SUPPLIED ENTRIES
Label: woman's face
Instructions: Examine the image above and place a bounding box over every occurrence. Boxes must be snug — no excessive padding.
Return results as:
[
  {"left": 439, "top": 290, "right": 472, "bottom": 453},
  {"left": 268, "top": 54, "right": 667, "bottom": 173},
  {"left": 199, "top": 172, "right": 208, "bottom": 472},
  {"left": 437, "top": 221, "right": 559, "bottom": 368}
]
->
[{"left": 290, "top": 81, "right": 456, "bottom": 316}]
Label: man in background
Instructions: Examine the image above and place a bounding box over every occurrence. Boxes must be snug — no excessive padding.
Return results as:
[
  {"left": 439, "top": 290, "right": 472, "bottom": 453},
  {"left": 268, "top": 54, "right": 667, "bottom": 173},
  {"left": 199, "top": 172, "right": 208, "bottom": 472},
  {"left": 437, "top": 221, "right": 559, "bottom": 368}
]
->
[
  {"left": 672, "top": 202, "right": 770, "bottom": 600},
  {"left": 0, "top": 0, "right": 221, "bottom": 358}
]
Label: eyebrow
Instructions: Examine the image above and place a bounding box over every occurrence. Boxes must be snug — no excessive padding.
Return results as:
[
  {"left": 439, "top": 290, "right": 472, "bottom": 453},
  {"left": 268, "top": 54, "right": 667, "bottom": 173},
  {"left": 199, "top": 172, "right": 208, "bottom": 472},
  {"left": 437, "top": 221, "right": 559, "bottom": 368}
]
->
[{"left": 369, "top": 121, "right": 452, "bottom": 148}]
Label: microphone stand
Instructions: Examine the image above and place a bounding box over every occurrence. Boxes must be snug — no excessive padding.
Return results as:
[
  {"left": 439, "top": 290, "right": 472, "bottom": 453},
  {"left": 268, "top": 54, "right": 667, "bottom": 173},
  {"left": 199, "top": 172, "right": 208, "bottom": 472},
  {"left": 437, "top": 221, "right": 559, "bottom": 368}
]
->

TASK BRIEF
Reproduce the entire listing above verbatim, keeping every line in its original order.

CORRECT RESPONSE
Label: woman's face
Instructions: Examine the image above and place a bounding box over every occurrence. Boxes must be snug — no excessive padding.
Return results as:
[
  {"left": 439, "top": 290, "right": 472, "bottom": 453},
  {"left": 268, "top": 54, "right": 667, "bottom": 173},
  {"left": 199, "top": 172, "right": 208, "bottom": 472},
  {"left": 437, "top": 221, "right": 559, "bottom": 368}
]
->
[{"left": 290, "top": 81, "right": 456, "bottom": 316}]
Label: man in background
Instructions: Examine the image above and place a bounding box over every occurrence. Boxes must be snug — no excessive padding.
Return results as:
[
  {"left": 439, "top": 290, "right": 472, "bottom": 453},
  {"left": 268, "top": 54, "right": 667, "bottom": 173},
  {"left": 199, "top": 172, "right": 208, "bottom": 472},
  {"left": 437, "top": 221, "right": 559, "bottom": 368}
]
->
[
  {"left": 672, "top": 202, "right": 770, "bottom": 600},
  {"left": 0, "top": 0, "right": 221, "bottom": 358}
]
Label: eyebrow
Instructions: Examine the image above and place a bounding box over every occurrence. Boxes must be snug — no excessive padding.
Return results as:
[
  {"left": 439, "top": 290, "right": 472, "bottom": 453},
  {"left": 268, "top": 54, "right": 667, "bottom": 173},
  {"left": 199, "top": 172, "right": 208, "bottom": 472},
  {"left": 437, "top": 221, "right": 559, "bottom": 368}
]
->
[{"left": 369, "top": 121, "right": 452, "bottom": 148}]
Label: microphone stand
Instructions: Examine the image above and place a bounding box over every occurrence. Boxes must be snug — no excessive padding.
Return results as:
[
  {"left": 439, "top": 290, "right": 472, "bottom": 453},
  {"left": 268, "top": 54, "right": 667, "bottom": 173},
  {"left": 199, "top": 172, "right": 208, "bottom": 472},
  {"left": 437, "top": 221, "right": 559, "bottom": 368}
]
->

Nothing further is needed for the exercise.